• GIVEN TEXT
──────────

It is obviously not what is required by the act, although they will argue for months that it is. The letter below, points them to what is required, plus the opinion of the OFT on this matter. They are just trying to get you to go away.

 

xxxxxx 2009.

Dear xxxxxxxxx,

ACCOUNT IN DISPUTE

Re account no xxxxxxxxxxxxxxxxxxxxxxxxxxx

I write regarding recent communication regarding the above account. I acknowledge no dept to your organisation.

Further to my request under the above act, your attention is drawn to the fact that this account remains subject to a lawful serious dispute. On xxxxxxxx, by recorded delivery, I requested that you supply me a copy of the executed credit agreement covering this account pursuant to the Consumer Credit Act 1974 section 78, a copy of this request is enclosed. To date you have failed to comply with my request, supplying only a mere reconstruction, and generic terms & conditions, which cannot be linked to any agreement which you claim that I have signed. Without production of the said agreement I am unable to assess if I am indeed liable for any alleged debt to you, nor does it give me any chance to evaluate whether any original agreement was ‘properly executed’ as required by the Consumer Credit Act 1974.

Contrary to your assertion, xxxxxxxx have not complied with the terms of CCA 1974 s78. The documents that you have supplied, do not comply with your duties to supply a “True Copy” of any agreement you claim to have been signed by me, for pre 2007 agreements. As you will be further aware, an agreement is not executed, until signed by both parties, so the document that you have supplied, being a reconstruction, cannot be a True Copy of an Executed Agreement.

While this account remains in serious dispute, the relevant main points of the Law and OFT regulations while the account is in this state and xxxxxx remain in default are:

  • You may not ask for payment against this account.
  • I am not obliged to offer any payment against this account.
  • You cannot register any data with a third party.
  • You cannot take any enforcement action, including registering Defaults.

──────────

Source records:
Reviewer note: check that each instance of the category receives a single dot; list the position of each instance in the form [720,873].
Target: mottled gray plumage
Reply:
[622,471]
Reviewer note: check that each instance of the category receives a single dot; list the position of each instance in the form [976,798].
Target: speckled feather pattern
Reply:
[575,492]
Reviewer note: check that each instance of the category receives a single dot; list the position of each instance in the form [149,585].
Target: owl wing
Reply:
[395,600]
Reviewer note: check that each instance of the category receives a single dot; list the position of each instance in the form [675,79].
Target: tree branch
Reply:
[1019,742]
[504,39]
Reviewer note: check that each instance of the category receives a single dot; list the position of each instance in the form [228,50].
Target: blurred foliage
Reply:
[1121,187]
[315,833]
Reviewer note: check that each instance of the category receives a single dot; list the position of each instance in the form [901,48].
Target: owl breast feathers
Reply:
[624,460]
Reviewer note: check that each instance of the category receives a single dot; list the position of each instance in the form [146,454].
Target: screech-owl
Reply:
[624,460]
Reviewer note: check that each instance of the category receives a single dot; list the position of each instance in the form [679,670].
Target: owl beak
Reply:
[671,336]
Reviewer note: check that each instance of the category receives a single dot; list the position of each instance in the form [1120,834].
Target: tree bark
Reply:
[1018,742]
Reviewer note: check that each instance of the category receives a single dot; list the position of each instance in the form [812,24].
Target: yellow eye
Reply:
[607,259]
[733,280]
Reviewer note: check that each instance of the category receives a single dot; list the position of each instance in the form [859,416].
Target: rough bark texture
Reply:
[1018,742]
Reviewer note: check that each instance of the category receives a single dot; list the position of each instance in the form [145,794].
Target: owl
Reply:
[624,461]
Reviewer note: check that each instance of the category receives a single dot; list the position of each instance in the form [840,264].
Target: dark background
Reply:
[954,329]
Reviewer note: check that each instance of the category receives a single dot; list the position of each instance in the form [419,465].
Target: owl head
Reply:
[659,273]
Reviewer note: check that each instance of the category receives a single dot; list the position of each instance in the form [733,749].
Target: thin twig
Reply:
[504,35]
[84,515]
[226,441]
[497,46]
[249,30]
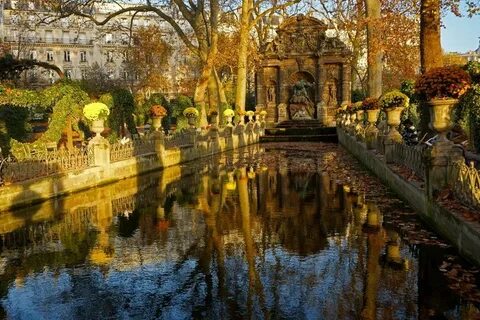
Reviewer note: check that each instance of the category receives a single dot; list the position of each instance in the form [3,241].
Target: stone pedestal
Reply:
[440,159]
[101,151]
[159,143]
[282,112]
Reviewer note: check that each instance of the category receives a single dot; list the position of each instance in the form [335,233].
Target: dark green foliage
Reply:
[65,99]
[123,109]
[16,121]
[159,99]
[473,69]
[358,95]
[468,114]
[407,87]
[177,105]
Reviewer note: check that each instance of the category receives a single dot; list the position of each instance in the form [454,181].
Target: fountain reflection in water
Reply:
[256,234]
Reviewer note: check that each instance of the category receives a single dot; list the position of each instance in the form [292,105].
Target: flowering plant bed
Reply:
[370,104]
[443,83]
[190,112]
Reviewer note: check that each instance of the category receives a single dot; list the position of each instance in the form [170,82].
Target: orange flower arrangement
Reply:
[443,83]
[158,111]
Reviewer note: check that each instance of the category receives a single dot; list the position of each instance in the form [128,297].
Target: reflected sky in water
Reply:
[271,232]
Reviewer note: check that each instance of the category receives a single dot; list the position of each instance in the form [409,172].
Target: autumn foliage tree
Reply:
[146,60]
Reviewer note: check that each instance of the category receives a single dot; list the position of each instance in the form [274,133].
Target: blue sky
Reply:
[460,34]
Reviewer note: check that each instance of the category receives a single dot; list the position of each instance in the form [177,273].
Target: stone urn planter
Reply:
[372,116]
[441,116]
[393,121]
[157,123]
[359,130]
[250,115]
[192,121]
[229,121]
[353,122]
[346,123]
[371,132]
[98,126]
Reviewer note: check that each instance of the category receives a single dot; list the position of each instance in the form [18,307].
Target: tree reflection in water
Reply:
[256,234]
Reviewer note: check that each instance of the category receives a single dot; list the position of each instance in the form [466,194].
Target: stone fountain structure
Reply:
[304,74]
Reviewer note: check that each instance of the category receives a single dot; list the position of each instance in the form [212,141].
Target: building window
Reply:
[110,56]
[66,36]
[48,36]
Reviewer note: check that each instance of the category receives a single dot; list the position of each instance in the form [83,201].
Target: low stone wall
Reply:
[463,234]
[104,172]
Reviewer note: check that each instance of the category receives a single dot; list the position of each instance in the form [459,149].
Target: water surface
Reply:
[286,231]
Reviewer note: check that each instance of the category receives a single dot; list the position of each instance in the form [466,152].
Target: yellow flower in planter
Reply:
[96,111]
[158,111]
[394,99]
[190,112]
[229,113]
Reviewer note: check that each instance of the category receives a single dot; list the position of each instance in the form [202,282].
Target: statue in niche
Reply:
[301,106]
[300,93]
[330,88]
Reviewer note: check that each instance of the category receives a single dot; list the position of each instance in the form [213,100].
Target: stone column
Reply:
[439,160]
[346,83]
[159,143]
[260,94]
[101,151]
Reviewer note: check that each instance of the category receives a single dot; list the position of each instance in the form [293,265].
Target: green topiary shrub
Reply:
[64,100]
[179,104]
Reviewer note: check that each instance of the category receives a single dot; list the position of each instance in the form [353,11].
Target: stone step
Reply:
[293,138]
[301,131]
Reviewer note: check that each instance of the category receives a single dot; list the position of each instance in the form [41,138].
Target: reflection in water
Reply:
[251,235]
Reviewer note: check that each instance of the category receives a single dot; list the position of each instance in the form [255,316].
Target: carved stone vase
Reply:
[441,116]
[359,132]
[213,120]
[353,123]
[156,122]
[229,121]
[393,121]
[97,127]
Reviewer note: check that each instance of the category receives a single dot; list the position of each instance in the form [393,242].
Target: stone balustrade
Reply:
[50,174]
[438,167]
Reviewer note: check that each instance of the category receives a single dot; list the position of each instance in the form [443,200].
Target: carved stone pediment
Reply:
[302,35]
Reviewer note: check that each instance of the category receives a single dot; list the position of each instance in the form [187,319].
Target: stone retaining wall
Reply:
[463,234]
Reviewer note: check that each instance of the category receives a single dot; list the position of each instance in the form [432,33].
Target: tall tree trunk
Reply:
[213,97]
[430,46]
[374,51]
[200,91]
[241,89]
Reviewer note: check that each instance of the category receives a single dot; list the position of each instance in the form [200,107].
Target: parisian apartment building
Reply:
[76,44]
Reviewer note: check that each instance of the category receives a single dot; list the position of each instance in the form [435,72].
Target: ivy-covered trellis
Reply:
[64,100]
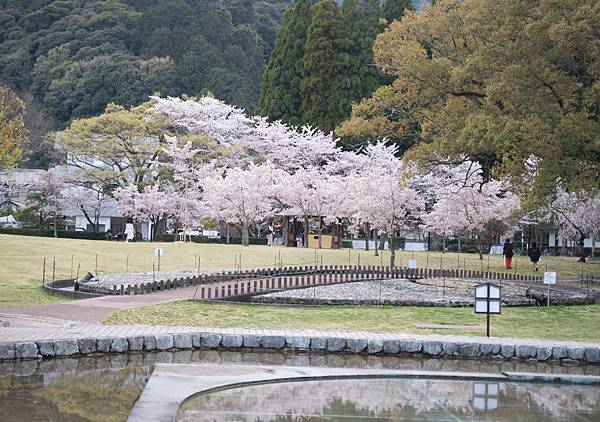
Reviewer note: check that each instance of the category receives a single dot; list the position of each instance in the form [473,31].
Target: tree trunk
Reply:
[245,235]
[285,232]
[581,243]
[320,232]
[306,232]
[563,248]
[479,248]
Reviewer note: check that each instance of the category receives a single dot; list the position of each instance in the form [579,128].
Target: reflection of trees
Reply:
[96,395]
[313,401]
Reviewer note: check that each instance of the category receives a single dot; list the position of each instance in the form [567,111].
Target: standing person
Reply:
[129,232]
[270,235]
[534,254]
[508,253]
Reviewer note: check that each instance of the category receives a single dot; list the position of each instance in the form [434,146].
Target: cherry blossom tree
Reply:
[388,203]
[223,123]
[91,202]
[242,197]
[291,148]
[577,216]
[298,190]
[153,204]
[249,137]
[47,197]
[465,201]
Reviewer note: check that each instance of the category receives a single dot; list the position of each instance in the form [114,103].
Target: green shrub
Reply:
[87,235]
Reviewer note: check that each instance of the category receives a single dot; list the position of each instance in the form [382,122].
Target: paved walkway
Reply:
[90,310]
[81,331]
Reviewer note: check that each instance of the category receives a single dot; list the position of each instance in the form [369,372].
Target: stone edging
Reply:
[348,345]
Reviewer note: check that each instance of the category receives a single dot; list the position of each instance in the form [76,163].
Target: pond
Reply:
[105,388]
[395,399]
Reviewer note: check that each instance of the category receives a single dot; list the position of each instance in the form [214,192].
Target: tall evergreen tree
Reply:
[394,9]
[321,91]
[280,98]
[361,77]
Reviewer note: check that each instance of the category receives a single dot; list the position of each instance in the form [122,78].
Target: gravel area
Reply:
[108,280]
[429,292]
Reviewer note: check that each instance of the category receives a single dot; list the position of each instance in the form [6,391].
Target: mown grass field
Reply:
[21,261]
[580,323]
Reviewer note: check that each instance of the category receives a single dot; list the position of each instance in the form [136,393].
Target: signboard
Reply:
[549,278]
[485,396]
[487,301]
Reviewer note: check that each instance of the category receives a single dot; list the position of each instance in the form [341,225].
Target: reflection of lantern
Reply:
[485,396]
[487,301]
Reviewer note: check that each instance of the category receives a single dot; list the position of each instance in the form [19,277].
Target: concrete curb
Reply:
[293,342]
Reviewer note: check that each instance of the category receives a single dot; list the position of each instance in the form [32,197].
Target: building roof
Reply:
[109,210]
[22,177]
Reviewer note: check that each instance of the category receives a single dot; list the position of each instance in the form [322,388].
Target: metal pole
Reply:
[488,310]
[444,290]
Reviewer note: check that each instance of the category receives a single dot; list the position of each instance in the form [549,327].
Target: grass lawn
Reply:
[557,322]
[21,261]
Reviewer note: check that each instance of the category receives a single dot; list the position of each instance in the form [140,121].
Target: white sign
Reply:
[487,299]
[549,278]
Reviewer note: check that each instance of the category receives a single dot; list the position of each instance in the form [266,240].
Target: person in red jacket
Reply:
[508,253]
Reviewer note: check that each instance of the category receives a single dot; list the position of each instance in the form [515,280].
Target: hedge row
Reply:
[50,233]
[205,239]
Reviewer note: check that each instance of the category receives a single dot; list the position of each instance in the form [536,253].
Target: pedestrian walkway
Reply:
[95,310]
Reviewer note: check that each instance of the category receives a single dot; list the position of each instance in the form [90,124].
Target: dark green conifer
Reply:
[394,9]
[280,98]
[321,90]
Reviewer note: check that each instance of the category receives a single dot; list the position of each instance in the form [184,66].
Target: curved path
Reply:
[93,310]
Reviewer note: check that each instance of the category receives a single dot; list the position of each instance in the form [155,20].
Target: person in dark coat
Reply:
[508,253]
[534,254]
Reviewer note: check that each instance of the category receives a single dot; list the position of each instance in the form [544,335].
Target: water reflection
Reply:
[395,399]
[105,388]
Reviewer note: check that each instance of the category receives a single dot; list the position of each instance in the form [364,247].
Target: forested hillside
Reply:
[72,57]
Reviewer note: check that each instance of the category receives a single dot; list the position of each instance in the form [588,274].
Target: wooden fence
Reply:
[246,282]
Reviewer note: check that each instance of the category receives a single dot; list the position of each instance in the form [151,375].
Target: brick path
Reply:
[93,310]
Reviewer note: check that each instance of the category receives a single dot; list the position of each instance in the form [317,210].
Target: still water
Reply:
[395,400]
[105,388]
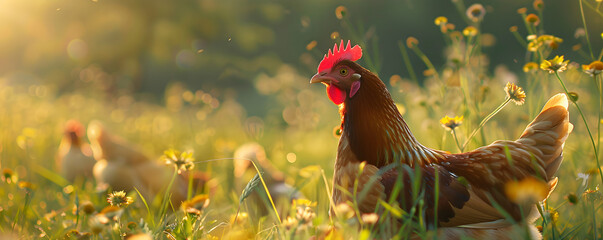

──────────

• EXERCISE PROMPT
Reproduce the passage of the credit agreement dispute text above, starting with "Contrary to your" and going on through "an Executed Agreement.", and change "True Copy" to "Genuine Copy" wherever it occurs.

• WORKED SOLUTION
Contrary to your assertion, xxxxxxxx have not complied with the terms of CCA 1974 s78. The documents that you have supplied, do not comply with your duties to supply a “Genuine Copy” of any agreement you claim to have been signed by me, for pre 2007 agreements. As you will be further aware, an agreement is not executed, until signed by both parties, so the document that you have supplied, being a reconstruction, cannot be a Genuine Copy of an Executed Agreement.